**Directive:**
Edit the items from the first one through the line that contains "[0,58,73,111]" by changing "supervisor" to "manager" and leaving everything else the same. Return only that stretch, and omit the pictures.

**Supplied material:**
===============

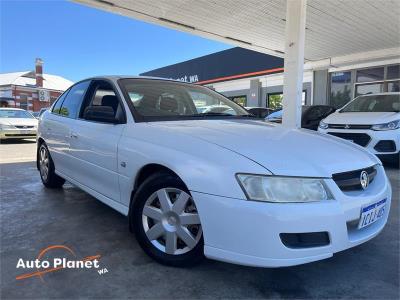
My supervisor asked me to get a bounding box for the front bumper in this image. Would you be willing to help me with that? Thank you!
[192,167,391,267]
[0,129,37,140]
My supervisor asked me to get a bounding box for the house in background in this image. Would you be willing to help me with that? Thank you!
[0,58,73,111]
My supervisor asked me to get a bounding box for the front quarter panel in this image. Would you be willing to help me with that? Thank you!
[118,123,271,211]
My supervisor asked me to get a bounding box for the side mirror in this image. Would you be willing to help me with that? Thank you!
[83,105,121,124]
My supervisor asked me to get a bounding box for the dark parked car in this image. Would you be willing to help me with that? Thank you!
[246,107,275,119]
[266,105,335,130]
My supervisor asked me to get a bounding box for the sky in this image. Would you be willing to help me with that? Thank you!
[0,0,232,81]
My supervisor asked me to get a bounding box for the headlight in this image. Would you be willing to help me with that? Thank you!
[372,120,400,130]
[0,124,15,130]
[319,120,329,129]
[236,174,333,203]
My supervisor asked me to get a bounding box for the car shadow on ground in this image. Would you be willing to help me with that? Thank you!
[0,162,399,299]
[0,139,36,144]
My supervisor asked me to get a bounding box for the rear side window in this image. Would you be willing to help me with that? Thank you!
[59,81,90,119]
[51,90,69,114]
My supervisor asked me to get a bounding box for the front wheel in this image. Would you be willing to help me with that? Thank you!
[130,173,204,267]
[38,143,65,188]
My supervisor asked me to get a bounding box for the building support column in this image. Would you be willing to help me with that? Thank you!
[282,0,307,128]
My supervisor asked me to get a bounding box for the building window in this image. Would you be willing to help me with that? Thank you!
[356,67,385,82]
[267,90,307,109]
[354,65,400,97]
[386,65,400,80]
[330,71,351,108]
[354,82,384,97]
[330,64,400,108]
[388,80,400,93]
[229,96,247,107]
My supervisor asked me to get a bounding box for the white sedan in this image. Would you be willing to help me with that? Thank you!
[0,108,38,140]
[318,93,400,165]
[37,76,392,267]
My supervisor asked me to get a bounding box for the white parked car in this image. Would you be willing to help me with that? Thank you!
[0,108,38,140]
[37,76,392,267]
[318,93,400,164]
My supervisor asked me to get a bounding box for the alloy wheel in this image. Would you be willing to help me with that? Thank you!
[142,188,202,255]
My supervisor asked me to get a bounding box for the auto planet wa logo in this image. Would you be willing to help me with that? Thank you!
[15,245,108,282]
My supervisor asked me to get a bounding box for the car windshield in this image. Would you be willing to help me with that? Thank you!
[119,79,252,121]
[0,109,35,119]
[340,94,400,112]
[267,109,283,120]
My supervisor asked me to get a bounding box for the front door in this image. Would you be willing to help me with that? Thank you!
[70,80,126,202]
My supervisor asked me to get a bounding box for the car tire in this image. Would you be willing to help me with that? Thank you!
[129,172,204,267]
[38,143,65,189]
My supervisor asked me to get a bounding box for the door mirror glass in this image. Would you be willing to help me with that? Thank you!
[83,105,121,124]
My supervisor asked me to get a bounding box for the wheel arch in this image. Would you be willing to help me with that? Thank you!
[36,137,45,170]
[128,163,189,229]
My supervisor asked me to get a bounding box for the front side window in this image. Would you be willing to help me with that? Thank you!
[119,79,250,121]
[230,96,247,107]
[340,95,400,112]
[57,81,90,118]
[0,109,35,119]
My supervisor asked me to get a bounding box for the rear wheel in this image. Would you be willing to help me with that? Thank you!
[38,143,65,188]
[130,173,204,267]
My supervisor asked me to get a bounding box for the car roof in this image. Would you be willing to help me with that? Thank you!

===============

**Full output:**
My manager asked me to get a bounding box for the front bumper in this image. Would you be willing to help me with that? Thank you!
[192,167,391,267]
[0,129,37,140]
My manager asked me to get a bounding box for the house in background in this image. Would you be willing to help me with that? Thank you!
[0,58,73,111]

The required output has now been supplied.